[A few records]

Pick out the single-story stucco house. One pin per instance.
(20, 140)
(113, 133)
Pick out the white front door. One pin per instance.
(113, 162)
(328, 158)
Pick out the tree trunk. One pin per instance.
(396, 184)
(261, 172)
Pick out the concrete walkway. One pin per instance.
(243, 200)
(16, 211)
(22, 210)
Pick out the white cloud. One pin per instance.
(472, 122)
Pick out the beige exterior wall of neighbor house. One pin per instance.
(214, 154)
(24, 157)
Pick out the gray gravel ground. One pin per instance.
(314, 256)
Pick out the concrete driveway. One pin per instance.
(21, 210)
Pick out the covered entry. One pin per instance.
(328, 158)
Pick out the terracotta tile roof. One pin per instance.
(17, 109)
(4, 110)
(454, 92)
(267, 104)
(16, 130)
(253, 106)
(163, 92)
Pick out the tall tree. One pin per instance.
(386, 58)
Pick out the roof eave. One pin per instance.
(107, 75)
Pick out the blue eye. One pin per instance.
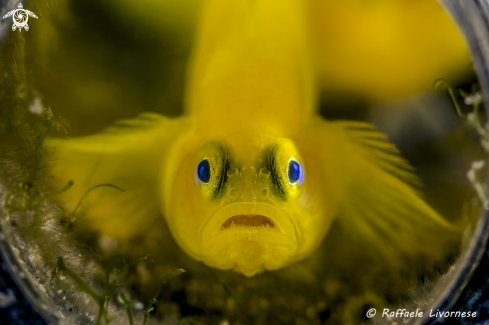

**Written problem**
Reproduce the listing above word for word, leaving out the picture.

**Reply**
Pick out the single-story stucco house. One pin per instance.
(20, 140)
(113, 133)
Pick out the white front door. One pin per instance.
(113, 162)
(328, 158)
Pick out the tree trunk. One pin per instance.
(396, 184)
(261, 172)
Pick out the concrete walkway. One pin per instance.
(243, 200)
(16, 211)
(22, 210)
Pick out the white cloud. One pin per instance.
(472, 122)
Pick out the beige exterior wall of neighbor house. One pin per instance.
(214, 154)
(24, 157)
Pick out the gray gravel ground. One pin per instance.
(314, 256)
Pick out the concrete driveway. One pin per instance.
(21, 210)
Pick out the covered entry. One pin per instance.
(328, 158)
Pick out the terracotta tile roof. One pin per instance.
(17, 109)
(4, 110)
(454, 92)
(267, 104)
(16, 130)
(253, 106)
(163, 92)
Pick out the tall tree. One pin per instance.
(386, 58)
Pick out the roof eave. One pin per instance.
(107, 75)
Pick out the blue eye. One pin per instance.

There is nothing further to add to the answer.